Material for the task:
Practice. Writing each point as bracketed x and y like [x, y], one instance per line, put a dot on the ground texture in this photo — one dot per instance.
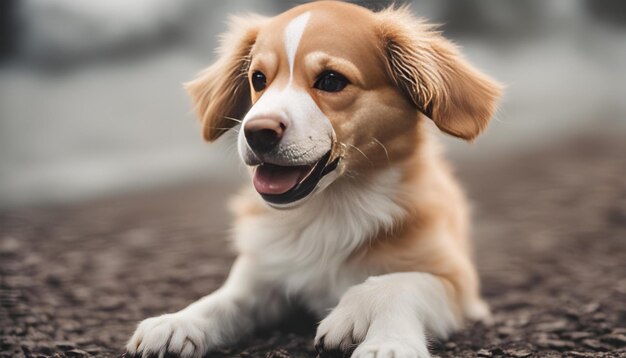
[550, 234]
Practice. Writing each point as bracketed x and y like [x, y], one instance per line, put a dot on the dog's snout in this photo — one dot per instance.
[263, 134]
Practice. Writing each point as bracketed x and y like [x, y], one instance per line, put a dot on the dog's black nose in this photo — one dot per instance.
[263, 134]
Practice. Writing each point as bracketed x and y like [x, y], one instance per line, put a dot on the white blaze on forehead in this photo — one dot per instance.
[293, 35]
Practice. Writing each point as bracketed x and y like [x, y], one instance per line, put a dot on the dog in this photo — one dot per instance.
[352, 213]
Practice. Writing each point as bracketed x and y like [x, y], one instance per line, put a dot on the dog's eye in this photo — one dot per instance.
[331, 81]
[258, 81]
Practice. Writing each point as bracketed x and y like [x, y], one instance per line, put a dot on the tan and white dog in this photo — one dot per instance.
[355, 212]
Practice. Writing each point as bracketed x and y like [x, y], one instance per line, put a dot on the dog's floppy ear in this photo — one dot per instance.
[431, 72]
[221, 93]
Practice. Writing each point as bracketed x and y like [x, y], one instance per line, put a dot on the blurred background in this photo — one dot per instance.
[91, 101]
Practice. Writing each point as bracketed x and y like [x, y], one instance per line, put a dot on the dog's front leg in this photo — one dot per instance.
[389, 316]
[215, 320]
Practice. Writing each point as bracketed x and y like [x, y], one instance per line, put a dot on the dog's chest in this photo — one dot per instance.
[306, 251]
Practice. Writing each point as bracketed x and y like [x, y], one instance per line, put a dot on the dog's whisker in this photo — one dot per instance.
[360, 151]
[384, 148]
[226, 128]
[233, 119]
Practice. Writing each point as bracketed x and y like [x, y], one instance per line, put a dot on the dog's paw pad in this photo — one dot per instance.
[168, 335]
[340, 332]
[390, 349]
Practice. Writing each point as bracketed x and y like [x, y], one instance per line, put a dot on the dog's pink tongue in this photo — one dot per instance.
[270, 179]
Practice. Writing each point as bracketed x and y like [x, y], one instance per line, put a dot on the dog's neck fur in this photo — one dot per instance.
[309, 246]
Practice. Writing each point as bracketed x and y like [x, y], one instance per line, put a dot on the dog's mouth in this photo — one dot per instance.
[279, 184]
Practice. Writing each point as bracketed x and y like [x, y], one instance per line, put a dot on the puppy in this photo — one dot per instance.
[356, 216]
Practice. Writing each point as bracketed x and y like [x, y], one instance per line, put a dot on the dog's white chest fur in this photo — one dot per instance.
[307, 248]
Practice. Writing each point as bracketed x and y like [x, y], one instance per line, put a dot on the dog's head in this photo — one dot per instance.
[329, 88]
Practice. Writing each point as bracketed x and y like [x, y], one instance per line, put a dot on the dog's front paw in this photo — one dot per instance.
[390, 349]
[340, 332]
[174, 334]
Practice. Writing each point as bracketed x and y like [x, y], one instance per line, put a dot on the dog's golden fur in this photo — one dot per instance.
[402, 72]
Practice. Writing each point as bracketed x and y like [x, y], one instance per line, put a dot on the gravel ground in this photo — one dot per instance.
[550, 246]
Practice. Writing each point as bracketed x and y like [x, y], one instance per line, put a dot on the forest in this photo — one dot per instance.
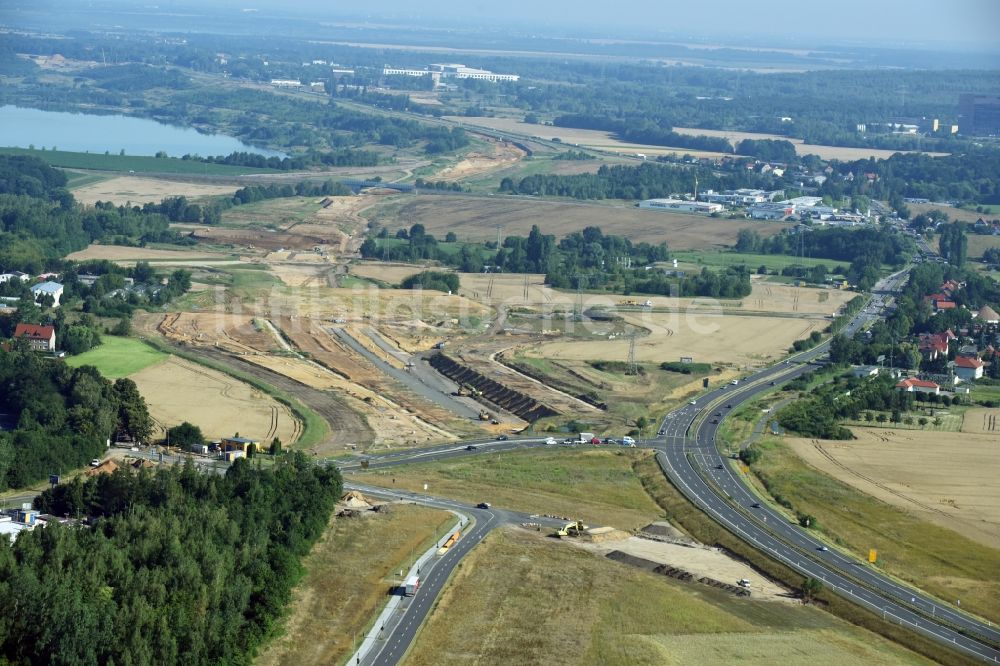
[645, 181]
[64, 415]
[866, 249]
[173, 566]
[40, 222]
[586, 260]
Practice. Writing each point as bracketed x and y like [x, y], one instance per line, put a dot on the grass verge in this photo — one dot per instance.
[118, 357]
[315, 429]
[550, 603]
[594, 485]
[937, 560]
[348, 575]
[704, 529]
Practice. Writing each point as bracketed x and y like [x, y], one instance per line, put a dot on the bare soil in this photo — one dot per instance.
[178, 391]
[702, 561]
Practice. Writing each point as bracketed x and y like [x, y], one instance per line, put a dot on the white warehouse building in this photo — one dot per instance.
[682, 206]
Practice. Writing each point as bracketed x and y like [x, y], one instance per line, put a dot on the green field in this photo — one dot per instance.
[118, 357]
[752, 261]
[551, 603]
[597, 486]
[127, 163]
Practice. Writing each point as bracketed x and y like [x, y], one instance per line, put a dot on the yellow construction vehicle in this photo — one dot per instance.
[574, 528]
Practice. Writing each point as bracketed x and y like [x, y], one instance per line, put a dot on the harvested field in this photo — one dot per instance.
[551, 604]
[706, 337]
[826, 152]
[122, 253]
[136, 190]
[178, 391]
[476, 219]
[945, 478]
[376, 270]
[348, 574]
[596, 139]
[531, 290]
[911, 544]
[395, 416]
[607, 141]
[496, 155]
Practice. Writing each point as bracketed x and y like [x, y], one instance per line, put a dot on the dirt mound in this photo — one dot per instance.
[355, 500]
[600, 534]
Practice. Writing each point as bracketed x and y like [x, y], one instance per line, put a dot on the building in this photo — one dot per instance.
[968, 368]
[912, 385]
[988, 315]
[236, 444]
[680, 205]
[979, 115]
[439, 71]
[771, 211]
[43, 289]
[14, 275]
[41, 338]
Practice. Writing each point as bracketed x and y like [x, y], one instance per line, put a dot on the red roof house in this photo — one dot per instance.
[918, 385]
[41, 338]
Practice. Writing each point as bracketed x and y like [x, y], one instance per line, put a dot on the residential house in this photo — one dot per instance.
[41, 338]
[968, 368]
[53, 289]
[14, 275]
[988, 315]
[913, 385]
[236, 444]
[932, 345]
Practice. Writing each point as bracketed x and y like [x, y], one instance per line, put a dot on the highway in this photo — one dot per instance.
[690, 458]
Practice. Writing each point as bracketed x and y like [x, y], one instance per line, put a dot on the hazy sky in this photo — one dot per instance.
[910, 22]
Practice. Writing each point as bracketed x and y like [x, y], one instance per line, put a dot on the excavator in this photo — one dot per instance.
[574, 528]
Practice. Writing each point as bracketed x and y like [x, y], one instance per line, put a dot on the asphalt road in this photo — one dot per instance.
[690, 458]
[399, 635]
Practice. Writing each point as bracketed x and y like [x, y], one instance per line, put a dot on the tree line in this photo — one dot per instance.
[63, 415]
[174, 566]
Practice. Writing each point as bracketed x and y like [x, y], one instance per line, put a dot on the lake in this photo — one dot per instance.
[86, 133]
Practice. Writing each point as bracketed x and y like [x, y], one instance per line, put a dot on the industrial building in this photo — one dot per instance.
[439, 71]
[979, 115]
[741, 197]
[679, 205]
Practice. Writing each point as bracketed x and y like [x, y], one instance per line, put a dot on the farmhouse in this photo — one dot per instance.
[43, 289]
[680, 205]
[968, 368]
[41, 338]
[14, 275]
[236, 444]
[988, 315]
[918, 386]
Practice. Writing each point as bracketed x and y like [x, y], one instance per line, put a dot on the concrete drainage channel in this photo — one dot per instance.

Your goal: Copy the records exactly as they appear, excluding images.

Exercise output:
Practice. Writing each point as bracketed x and y like [x, y], one instance per line, put a dot on the ground texture in this photo — one dot per instance.
[550, 234]
Practice. Writing each point as bracketed x and y like [x, y], one instance per line, put a dot on the dog's snout in this photo — one dot per instance.
[263, 134]
Practice. Writing each point as bracketed x and y like [x, y], one instance per line, put a dot on the dog's black nose in this photo — one dot per instance.
[263, 134]
Practice. Writing each point as bracketed x and y like [x, y], one instance per line, put a dot on the white blaze on forehead in this photo — one dot per instance.
[293, 35]
Practice. Writing each point as bracketed x and y like [x, y], one instance per line, put a dot on the dog in this photo — one dot per instance.
[352, 213]
Practice. Writing each point as bracketed x and y like [x, y], one instance per line, put a dot on the dog's eye in this photo — one dot per instance.
[331, 81]
[258, 81]
Practice. Writing each point as bracketed x and y like [x, y], one instance per line, put a dot on the tan and white dog in this photo — one dot per instance.
[355, 212]
Practice. Writing each point as bracketed x and y like [x, y], one instance per line, put a dot on the dog's floppy ear in this photo — one dot per instance.
[431, 72]
[221, 93]
Practice. Writing each point as bracketed x and y like [x, y], one instance per line, put a dot on the blurred background in this photo — one dot per instance.
[91, 101]
Practice. Writing each point as bracketed x and y like [x, y], one instance per line, put a dot on the dog's front leg in this photo — one dot per instance.
[389, 316]
[215, 320]
Practice. Writing each point as bracketed x and y like [x, y], one instance per line, put a dot on the dog's chest in this photo — one dot per instance.
[306, 251]
Practice. Writing each point as bracketed x and y like [x, y], one instance per line, put a dot on the dog's whisker in this photo — one dot per instance.
[360, 151]
[384, 148]
[226, 128]
[233, 119]
Practice. Writing each point as bracketed x and y like [x, y], one instance per line, put a dot on the dog's paw pad in this photo — one dot per instance.
[168, 335]
[340, 332]
[390, 349]
Practice. Writing each point as bracketed x and y like [x, y], one instance per line, put a dot on the dog's pink tongue in this photo — one dot per instance.
[270, 179]
Practice. Writing each point as bracketed x and y like [x, y], one instance per line, put a dot on the dog's neck fur in this photo — one dot per instance.
[309, 246]
Practice. Writing each point as bracketed x and y like [x, y], one instance per line, put a dot on the dog's mouth in this photo — one dot per instance.
[279, 184]
Practice. Writing each point as bracketed x and y like [x, y], one instance per line, put a dot on the puppy in this photo — one dot per instance.
[356, 216]
Practice. Writing each point as bracketed x and y like [x, y], one instance per line, put a dot on the dog's white chest fur in this photo — one dot per instance.
[307, 248]
Practice. Writing each point as bracketed x and y like [x, y], one instance per line, put a dot on the dog's head in this photo — one dot per instance.
[329, 88]
Practice. Writing each point as bracketed x and y like [x, y], one instance per line, put a dot on the dog's front paw in this photo — one dot per instance.
[390, 349]
[340, 332]
[174, 334]
Practice. Writing each point as bracketed x and y like [x, y], one instance per line, put a dot on the dog's golden fur in this photo — one dot per instance.
[402, 72]
Practice. Writing each point as bracketed x and y like [x, y], one instance per line, put a dot on the gravel ground in this photo — one dot per instance.
[550, 246]
Practice. Writing each point as bracketed x and y like [x, y], one instance per line, put a dot on the forest in this photo — one dot per instance.
[645, 181]
[64, 415]
[866, 249]
[173, 566]
[40, 222]
[586, 260]
Practice. Writing each point as bracketed x and y like [x, y], one instance per line, put a dot on the grass verge in this photo — one dot per instance.
[118, 357]
[315, 429]
[550, 603]
[594, 485]
[937, 560]
[348, 575]
[704, 529]
Practice. Writing each point as bracketed x and y like [x, y], one instance per line, put a dot on the bare soil in this photo — one dot per instance.
[178, 391]
[702, 561]
Practice. Writing each point as bracketed x and y like [x, y], one instance per line, put a dot on the white warehouse building in this photo — one dot per instance.
[682, 206]
Practice. Writing each point as bracketed x and y like [x, y], one instance per line, put a dot on the green field in this photo — one dot per instance.
[118, 357]
[752, 261]
[551, 603]
[597, 486]
[127, 163]
Practice. Writing each point as bracketed x and y like [x, y], one instance per line, put a dot on the yellow construction vehicle in this photo — one dot per instance.
[574, 528]
Practice. Writing each point as bracketed x and y like [x, y], one instance per line, put a dot on the harvested field in this photo — one dot per instance.
[551, 604]
[706, 337]
[826, 152]
[122, 253]
[136, 190]
[178, 391]
[476, 219]
[945, 478]
[376, 270]
[348, 574]
[596, 139]
[531, 290]
[911, 544]
[395, 416]
[607, 141]
[496, 155]
Practice. Writing each point as bracketed x and y like [x, y], one instance per line, put a dot on the dirt mound in this photo — one dot per instance.
[355, 500]
[600, 534]
Practice. Writing each point as bracketed x and y like [x, y], one instance per line, put a dot on the building in this photo — one dot per instance.
[968, 368]
[912, 385]
[988, 315]
[236, 444]
[680, 205]
[979, 115]
[439, 71]
[771, 211]
[43, 289]
[14, 275]
[41, 338]
Practice. Writing each point as bracketed x and y like [x, y], one instance per line, put a dot on the red roof house in this photo — one dot per instance.
[918, 385]
[41, 338]
Practice. Writing each point as bracketed x and y like [x, y], one instance per line, put a dot on the residential house in this photo — one dot per instance.
[41, 338]
[968, 368]
[53, 289]
[14, 275]
[988, 315]
[913, 385]
[236, 444]
[932, 345]
Practice. Writing each point as bracketed x and y like [x, y], one instance per line, put a dot on the highway in this photo — one dot per instance.
[690, 458]
Practice. Writing each point as bracketed x and y like [x, y], one instance per line, put a dot on the hazy sky in this photo — one dot per instance.
[910, 22]
Practice. Writing each point as bracketed x and y like [x, y], one instance per line, put a dot on the excavator in this photo — one dot per instance.
[574, 528]
Practice. Writing each point as bracketed x and y like [x, y], one instance per line, put a dot on the asphalt road in this photo — one dot per instance.
[690, 458]
[399, 635]
Practice. Writing each point as bracketed x and y like [x, y], one instance per line, put a dot on the tree line in this photo — one dot per instance.
[63, 415]
[174, 566]
Practice. Writing each point as bracketed x and y like [x, y], one instance per line, put a dot on the lake in this photo — one dot per instance.
[86, 133]
Practice. Writing each point as bracketed x and y like [x, y], one instance per line, put a dot on the industrial building in this photo — one dot per instance.
[439, 71]
[979, 115]
[741, 197]
[679, 205]
Practice. Writing each point as bracketed x and y like [x, y], one instance per line, put a dot on the farmhouse in this photo — one dot per instance.
[43, 289]
[680, 205]
[968, 368]
[41, 338]
[14, 275]
[236, 444]
[988, 315]
[918, 386]
Practice. Writing each point as bracketed x and y like [x, y], one instance per line, put a dot on the concrete drainage channel in this photo — one dot per instance.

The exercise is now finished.